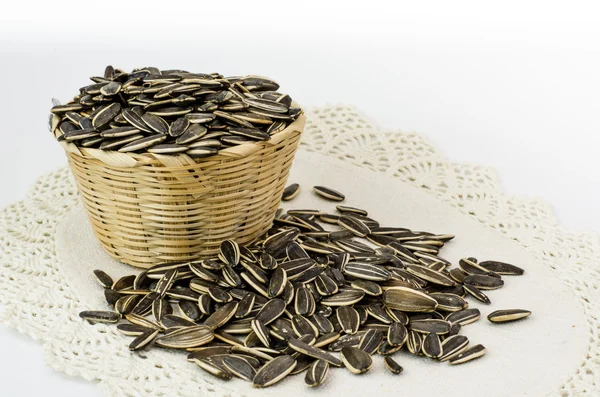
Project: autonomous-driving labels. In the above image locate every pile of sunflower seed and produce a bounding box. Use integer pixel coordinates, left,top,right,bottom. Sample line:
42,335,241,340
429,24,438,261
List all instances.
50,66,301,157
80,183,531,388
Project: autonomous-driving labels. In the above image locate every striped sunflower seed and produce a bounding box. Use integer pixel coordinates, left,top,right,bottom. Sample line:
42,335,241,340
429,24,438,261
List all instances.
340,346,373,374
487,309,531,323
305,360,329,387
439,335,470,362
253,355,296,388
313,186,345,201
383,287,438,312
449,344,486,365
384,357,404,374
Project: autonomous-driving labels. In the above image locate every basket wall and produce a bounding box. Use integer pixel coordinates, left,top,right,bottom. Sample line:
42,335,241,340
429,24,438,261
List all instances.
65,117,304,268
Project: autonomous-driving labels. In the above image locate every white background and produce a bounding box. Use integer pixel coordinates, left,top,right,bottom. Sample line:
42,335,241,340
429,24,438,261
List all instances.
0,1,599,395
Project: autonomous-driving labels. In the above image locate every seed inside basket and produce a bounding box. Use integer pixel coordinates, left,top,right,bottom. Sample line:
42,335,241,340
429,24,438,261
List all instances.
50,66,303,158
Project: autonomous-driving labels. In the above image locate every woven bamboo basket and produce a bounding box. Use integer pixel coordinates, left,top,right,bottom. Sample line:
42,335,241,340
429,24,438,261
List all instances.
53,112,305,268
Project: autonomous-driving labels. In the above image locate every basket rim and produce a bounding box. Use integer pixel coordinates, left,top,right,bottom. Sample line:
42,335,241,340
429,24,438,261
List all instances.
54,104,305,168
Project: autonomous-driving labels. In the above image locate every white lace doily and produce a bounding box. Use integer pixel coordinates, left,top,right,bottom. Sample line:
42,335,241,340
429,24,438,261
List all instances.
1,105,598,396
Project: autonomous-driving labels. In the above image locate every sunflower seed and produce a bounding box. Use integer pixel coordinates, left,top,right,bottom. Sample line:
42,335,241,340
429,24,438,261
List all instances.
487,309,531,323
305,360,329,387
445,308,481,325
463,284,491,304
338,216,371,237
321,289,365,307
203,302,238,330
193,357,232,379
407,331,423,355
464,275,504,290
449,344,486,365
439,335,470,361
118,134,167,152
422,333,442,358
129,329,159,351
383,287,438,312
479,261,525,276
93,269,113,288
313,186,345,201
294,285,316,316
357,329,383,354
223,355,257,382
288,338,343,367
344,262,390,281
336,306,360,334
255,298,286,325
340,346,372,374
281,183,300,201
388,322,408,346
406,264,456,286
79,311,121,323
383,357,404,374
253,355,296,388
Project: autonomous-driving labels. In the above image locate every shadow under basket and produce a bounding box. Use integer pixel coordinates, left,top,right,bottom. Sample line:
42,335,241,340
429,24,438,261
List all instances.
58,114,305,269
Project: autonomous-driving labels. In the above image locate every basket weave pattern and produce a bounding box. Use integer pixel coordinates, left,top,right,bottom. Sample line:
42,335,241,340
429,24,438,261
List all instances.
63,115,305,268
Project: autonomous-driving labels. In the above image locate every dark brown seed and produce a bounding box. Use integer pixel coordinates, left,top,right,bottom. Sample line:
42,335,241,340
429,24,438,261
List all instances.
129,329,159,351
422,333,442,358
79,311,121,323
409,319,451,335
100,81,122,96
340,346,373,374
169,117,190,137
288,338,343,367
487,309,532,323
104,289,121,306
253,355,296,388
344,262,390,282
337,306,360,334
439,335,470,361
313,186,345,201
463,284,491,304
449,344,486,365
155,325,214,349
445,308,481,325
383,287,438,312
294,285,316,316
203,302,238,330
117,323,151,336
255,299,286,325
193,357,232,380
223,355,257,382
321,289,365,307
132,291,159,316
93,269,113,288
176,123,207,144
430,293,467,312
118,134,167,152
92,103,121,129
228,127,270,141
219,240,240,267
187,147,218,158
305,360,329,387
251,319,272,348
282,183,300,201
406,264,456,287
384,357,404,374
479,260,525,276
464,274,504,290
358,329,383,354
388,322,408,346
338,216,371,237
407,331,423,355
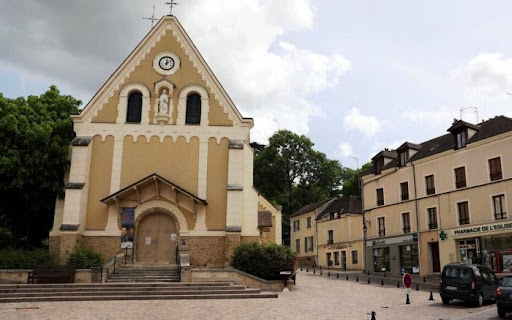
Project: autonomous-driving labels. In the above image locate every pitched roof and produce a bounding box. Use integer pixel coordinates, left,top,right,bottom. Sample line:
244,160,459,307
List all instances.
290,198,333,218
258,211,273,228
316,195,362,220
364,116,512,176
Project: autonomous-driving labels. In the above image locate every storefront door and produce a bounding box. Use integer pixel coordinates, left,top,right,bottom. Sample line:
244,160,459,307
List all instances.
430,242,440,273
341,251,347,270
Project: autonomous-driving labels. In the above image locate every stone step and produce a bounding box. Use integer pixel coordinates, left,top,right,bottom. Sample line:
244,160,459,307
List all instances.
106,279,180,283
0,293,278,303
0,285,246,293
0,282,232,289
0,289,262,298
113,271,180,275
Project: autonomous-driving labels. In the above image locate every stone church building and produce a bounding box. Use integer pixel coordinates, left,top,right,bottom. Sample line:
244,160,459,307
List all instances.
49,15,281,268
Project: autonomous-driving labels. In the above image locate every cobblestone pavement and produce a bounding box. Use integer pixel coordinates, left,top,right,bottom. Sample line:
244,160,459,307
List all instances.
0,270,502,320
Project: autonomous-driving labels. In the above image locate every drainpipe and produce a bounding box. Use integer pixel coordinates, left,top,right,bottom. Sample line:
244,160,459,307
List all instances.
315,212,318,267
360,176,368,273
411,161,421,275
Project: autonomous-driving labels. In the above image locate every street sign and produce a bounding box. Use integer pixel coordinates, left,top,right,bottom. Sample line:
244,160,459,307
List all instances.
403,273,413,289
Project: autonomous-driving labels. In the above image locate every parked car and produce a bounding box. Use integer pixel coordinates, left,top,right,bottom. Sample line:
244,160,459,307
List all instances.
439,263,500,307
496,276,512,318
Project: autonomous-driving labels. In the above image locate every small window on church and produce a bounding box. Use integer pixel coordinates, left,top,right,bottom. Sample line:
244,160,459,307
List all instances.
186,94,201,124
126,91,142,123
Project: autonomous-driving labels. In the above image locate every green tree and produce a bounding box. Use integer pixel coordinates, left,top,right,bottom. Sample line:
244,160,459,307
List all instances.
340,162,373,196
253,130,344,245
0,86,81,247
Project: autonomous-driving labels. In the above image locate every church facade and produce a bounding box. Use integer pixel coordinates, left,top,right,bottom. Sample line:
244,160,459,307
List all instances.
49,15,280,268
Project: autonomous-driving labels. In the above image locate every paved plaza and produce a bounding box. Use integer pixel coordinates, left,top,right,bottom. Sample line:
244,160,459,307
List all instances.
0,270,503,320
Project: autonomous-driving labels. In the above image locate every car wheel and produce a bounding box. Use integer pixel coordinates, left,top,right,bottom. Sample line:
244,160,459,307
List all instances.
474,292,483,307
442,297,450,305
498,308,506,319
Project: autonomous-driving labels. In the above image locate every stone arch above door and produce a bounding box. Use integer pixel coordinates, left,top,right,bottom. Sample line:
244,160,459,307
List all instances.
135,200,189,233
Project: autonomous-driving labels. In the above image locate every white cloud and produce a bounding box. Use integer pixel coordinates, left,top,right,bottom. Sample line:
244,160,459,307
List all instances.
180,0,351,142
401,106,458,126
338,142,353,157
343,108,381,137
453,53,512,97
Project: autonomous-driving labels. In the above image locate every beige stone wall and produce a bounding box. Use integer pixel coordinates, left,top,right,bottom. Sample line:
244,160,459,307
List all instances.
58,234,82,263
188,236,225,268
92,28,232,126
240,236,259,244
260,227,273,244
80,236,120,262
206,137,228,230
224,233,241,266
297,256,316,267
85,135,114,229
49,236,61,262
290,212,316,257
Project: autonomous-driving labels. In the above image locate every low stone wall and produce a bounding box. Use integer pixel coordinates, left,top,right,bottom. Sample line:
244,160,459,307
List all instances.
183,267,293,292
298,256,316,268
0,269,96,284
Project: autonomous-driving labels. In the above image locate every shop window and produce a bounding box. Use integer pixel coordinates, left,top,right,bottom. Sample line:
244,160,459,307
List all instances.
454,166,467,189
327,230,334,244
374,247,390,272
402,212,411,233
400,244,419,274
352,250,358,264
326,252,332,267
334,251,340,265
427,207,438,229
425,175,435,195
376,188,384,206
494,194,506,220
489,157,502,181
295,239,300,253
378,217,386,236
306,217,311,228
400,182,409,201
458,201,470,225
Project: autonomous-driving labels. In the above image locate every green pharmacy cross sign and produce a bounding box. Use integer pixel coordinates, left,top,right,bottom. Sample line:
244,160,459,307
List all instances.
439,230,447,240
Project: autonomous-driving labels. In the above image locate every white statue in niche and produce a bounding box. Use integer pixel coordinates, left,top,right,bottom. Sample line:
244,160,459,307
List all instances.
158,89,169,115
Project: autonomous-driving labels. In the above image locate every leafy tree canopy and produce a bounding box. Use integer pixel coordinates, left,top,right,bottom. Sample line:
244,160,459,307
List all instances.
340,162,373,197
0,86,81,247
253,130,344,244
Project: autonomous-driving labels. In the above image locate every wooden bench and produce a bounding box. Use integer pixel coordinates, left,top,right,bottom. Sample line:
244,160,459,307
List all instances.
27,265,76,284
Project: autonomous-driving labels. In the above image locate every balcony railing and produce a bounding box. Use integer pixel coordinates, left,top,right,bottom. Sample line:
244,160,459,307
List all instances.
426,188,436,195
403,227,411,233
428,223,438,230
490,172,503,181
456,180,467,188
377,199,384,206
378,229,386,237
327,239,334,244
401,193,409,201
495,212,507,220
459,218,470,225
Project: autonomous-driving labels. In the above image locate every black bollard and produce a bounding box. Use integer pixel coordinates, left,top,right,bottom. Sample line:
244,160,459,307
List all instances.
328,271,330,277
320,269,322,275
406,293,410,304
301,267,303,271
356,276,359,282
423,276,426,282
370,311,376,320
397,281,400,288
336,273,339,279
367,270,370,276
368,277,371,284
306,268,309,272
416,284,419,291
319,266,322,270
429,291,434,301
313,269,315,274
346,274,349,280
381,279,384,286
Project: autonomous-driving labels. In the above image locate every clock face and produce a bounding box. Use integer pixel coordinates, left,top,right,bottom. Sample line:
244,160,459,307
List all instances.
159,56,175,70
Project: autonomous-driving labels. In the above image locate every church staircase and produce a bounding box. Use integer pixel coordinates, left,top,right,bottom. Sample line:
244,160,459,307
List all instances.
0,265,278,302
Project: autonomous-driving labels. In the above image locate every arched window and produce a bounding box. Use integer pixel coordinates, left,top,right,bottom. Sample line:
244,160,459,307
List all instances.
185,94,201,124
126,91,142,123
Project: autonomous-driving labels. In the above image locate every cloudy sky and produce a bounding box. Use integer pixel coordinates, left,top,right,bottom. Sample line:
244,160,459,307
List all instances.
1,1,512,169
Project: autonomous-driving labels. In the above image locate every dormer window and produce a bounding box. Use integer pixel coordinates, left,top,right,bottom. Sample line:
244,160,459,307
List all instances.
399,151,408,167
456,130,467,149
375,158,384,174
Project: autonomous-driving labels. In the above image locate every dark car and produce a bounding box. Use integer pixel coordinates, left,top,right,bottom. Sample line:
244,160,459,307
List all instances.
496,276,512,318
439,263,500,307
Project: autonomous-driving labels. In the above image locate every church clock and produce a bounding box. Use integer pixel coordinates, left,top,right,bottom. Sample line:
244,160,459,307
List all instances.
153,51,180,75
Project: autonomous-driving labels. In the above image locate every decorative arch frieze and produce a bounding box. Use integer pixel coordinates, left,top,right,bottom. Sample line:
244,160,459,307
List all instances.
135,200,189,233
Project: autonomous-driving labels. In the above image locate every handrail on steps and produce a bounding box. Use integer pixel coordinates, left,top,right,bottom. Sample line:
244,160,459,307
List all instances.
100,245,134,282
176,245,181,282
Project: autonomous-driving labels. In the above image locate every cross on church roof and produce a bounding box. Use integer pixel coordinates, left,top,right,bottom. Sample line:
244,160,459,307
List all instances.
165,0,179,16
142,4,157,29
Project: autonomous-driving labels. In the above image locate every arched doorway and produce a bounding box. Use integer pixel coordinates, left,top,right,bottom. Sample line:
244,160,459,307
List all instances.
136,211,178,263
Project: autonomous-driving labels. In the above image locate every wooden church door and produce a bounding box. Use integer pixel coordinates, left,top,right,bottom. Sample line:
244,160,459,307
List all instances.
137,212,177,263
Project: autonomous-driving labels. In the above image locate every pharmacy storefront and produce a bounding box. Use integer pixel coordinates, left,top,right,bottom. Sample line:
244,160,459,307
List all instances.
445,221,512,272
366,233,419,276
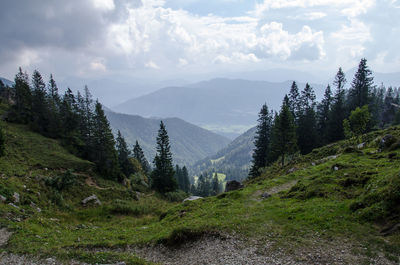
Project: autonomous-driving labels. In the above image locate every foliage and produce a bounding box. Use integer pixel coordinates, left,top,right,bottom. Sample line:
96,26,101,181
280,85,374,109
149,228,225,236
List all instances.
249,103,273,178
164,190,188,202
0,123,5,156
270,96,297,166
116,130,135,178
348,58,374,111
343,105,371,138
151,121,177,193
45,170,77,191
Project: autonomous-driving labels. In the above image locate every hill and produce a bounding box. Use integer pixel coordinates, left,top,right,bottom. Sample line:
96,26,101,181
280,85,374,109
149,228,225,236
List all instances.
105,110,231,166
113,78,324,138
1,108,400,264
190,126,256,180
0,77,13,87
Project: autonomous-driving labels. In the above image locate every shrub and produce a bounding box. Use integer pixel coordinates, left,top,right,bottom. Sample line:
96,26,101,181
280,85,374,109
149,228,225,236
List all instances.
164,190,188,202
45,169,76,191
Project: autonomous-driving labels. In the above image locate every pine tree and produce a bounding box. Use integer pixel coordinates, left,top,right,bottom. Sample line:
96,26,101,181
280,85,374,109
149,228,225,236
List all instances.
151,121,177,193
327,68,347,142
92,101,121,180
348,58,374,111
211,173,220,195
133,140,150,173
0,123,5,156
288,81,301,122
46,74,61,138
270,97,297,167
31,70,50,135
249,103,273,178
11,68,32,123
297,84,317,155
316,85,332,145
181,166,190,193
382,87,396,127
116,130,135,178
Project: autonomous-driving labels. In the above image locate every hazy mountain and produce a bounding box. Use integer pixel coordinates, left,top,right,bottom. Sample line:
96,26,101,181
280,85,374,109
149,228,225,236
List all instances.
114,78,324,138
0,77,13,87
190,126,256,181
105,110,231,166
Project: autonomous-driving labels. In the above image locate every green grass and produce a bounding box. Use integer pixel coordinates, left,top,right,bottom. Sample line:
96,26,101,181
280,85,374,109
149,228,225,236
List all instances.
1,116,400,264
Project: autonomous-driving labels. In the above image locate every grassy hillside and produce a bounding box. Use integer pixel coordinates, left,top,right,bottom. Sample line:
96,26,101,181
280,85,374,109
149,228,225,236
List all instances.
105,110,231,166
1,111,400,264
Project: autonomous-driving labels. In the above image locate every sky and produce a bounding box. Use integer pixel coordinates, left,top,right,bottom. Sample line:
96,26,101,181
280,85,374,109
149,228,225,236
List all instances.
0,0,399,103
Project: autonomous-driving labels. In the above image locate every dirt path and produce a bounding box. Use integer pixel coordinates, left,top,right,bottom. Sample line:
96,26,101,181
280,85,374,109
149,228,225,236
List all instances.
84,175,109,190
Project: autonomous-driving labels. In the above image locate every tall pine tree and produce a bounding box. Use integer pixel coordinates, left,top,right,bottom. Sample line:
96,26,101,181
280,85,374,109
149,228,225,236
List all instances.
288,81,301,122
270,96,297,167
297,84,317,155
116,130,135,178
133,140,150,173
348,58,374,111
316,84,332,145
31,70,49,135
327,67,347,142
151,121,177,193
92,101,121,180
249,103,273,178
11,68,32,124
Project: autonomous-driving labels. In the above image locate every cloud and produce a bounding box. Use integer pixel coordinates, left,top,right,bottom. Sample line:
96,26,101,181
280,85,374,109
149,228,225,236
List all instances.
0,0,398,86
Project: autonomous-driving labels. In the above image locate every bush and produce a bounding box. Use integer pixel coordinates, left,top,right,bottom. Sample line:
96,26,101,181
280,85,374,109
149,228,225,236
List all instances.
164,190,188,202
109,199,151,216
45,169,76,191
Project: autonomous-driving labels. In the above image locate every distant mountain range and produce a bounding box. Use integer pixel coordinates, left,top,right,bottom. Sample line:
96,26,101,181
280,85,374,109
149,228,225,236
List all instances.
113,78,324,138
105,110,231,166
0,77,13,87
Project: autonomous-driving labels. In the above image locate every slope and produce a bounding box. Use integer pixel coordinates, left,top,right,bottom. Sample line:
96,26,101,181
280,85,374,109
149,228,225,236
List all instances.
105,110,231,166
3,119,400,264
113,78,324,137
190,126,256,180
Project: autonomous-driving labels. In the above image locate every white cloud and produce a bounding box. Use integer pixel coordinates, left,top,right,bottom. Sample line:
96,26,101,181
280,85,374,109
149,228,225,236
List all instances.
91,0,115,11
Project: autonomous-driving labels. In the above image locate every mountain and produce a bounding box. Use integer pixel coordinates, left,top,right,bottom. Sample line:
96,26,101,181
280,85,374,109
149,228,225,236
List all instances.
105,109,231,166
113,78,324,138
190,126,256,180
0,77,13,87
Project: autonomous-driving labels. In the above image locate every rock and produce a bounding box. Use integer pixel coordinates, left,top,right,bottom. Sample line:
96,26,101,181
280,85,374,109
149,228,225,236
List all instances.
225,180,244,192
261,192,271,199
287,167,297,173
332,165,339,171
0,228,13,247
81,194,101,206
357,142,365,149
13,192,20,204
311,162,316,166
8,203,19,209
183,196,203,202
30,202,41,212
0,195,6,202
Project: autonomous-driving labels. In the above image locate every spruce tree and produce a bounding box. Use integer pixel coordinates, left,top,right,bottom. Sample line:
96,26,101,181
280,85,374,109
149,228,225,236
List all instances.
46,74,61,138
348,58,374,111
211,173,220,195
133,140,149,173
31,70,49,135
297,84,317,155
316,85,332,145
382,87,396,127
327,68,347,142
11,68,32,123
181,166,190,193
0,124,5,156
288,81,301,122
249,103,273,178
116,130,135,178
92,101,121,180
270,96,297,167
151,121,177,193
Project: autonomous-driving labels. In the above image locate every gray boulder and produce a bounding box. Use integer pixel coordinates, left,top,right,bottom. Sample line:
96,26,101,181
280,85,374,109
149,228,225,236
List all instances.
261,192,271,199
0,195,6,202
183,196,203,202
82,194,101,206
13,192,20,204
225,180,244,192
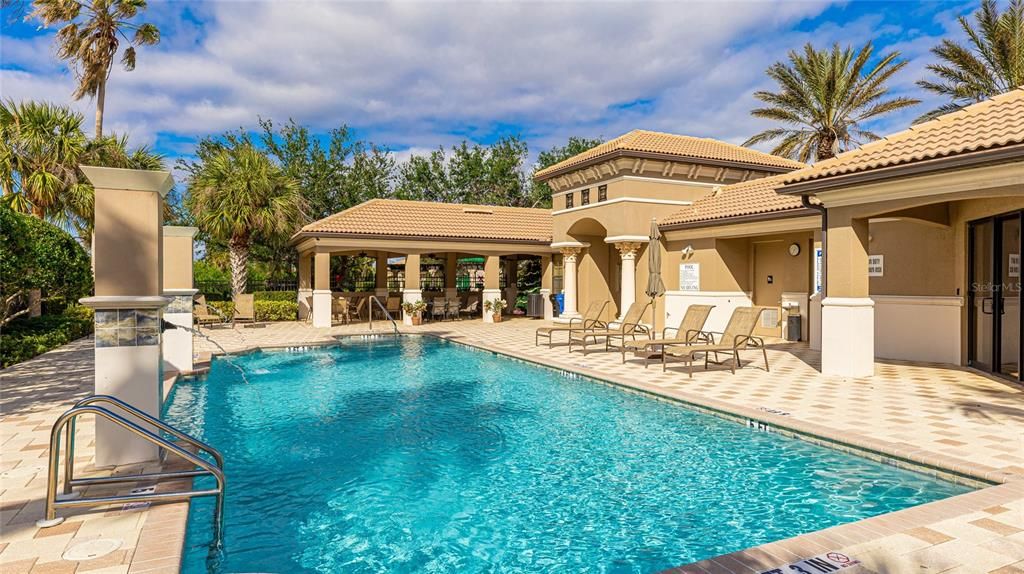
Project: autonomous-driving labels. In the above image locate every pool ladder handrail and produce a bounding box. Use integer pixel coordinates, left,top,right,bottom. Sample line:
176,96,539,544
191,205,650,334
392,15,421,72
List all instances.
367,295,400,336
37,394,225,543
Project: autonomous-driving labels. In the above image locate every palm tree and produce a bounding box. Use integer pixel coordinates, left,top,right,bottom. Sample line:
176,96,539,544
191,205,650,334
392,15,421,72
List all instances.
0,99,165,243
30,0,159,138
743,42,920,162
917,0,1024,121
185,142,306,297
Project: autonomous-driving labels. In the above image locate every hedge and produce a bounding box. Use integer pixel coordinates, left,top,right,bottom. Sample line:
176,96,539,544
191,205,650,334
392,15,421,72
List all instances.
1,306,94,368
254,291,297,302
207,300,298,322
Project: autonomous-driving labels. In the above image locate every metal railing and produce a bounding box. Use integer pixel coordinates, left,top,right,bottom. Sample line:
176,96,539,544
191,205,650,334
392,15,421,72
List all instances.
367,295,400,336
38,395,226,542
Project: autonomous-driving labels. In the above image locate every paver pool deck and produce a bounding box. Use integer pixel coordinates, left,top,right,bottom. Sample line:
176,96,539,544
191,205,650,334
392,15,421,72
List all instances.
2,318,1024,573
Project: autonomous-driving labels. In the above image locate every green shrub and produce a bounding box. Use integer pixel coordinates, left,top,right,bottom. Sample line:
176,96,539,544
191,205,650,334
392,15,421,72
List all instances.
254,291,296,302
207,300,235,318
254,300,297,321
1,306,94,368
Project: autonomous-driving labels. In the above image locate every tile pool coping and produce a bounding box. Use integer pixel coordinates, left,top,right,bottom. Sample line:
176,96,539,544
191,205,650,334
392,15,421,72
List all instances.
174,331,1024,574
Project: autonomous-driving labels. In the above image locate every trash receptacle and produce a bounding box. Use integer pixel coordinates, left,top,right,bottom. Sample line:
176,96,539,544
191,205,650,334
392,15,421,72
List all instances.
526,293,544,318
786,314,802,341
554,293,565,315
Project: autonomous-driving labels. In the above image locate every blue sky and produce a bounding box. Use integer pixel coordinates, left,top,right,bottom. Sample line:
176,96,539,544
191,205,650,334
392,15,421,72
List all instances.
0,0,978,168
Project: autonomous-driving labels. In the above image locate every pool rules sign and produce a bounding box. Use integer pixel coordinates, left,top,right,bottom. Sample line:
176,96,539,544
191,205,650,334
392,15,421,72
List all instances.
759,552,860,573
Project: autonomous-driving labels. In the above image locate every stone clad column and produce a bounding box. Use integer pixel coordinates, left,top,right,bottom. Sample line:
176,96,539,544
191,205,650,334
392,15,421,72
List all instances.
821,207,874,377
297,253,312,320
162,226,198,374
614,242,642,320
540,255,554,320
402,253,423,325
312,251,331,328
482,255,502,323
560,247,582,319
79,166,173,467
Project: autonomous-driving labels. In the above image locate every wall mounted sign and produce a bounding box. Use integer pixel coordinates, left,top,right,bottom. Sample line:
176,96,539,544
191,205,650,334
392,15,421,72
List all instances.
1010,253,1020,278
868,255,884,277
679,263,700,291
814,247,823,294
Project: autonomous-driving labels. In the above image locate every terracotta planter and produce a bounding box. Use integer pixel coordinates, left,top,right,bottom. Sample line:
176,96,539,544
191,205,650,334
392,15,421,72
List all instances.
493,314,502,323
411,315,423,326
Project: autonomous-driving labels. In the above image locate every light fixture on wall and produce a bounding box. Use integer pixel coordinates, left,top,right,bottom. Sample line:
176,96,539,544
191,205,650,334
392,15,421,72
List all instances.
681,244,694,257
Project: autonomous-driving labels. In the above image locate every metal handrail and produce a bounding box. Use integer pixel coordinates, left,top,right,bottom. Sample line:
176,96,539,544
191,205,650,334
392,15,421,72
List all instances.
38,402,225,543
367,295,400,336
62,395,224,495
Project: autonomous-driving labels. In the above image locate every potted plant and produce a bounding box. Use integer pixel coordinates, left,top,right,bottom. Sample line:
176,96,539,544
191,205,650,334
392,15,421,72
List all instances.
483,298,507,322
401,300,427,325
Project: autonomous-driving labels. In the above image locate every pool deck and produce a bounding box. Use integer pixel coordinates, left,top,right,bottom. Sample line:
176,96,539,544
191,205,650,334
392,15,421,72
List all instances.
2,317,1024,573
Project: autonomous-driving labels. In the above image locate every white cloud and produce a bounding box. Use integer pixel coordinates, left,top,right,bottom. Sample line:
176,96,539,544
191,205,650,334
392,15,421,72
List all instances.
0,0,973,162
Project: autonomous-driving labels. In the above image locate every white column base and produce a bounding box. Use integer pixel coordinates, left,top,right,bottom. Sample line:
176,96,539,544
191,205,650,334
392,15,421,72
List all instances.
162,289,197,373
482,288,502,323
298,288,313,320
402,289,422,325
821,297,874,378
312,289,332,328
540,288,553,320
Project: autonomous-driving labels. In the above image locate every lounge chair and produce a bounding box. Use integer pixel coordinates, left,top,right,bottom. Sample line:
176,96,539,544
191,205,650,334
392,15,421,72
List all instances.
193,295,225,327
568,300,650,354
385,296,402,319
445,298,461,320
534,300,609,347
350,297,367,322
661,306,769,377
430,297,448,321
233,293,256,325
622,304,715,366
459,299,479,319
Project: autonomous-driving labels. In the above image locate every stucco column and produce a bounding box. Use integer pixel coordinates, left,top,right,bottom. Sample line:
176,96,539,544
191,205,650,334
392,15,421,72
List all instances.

..............................

■ Exercise prompt:
Your answer should be every line above that contains the word "pharmacy".

■ Task result:
Project: autonomous-driving labels. In the above image locate every green pharmacy cross sign and produce a bounding box. Use integer pixel coordinates, left,top,right,bottom. Sample line:
Project: autonomous-driving labels. In the above image locate every pharmacy storefront and produce a bounding box. Use integer pixel coordinates, left,top,right,bottom. Sample line:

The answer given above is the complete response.